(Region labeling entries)

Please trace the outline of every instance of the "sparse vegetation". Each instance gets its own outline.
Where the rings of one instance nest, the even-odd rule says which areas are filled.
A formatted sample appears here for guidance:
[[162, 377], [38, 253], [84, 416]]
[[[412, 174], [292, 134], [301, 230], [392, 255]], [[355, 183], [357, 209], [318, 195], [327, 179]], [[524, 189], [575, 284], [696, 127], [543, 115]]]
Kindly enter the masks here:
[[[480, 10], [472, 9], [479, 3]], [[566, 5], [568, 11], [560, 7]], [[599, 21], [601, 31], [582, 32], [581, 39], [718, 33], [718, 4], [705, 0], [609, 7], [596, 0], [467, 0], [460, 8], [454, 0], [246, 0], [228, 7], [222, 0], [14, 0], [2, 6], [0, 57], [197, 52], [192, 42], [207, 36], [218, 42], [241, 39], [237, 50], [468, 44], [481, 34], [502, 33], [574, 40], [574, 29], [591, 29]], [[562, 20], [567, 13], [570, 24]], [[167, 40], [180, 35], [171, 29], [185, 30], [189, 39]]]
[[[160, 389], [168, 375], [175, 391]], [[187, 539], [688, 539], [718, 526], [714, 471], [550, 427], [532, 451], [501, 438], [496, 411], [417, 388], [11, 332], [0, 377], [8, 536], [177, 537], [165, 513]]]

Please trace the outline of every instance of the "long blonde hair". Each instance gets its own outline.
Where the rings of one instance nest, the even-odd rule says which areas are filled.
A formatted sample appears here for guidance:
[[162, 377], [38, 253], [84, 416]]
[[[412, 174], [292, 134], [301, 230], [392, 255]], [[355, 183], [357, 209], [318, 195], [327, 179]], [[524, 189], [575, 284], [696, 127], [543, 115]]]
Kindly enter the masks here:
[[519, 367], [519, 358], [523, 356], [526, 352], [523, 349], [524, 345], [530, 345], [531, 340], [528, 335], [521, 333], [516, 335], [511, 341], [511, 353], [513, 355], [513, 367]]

WHAT YOU NEED TO DO - Write out the material word for word, starting at its very beginning and ending with the line that contains "537], [165, 513]]]", including that line.

FULL OUTPUT -
Please trace the outline of every instance of the "sparse vegetation". Each instance gets its own outline.
Where the rings of one instance nest, the even-odd rule says which areas are filled.
A formatted sample appears here for guidance:
[[162, 377], [38, 253], [84, 416]]
[[[412, 174], [292, 134], [301, 230], [392, 255]], [[355, 183], [357, 209], [318, 195], [327, 179]], [[524, 189], [575, 284], [696, 127], [543, 115]]]
Kindly enter the masks here:
[[[480, 10], [472, 9], [479, 3]], [[566, 5], [568, 11], [560, 7]], [[599, 21], [601, 31], [582, 32], [581, 39], [718, 33], [718, 4], [705, 0], [609, 7], [596, 0], [467, 0], [460, 8], [454, 0], [246, 0], [228, 7], [222, 0], [14, 0], [2, 6], [0, 57], [197, 52], [192, 42], [207, 36], [218, 42], [241, 39], [237, 50], [468, 44], [481, 34], [502, 33], [574, 40], [574, 29], [591, 29]], [[562, 20], [567, 13], [570, 24]], [[167, 40], [180, 35], [171, 29], [185, 30], [189, 39]]]
[[[160, 389], [168, 375], [175, 391]], [[187, 539], [688, 539], [718, 526], [714, 471], [550, 427], [532, 451], [501, 438], [496, 411], [417, 388], [11, 332], [0, 377], [8, 536], [177, 537], [165, 513]]]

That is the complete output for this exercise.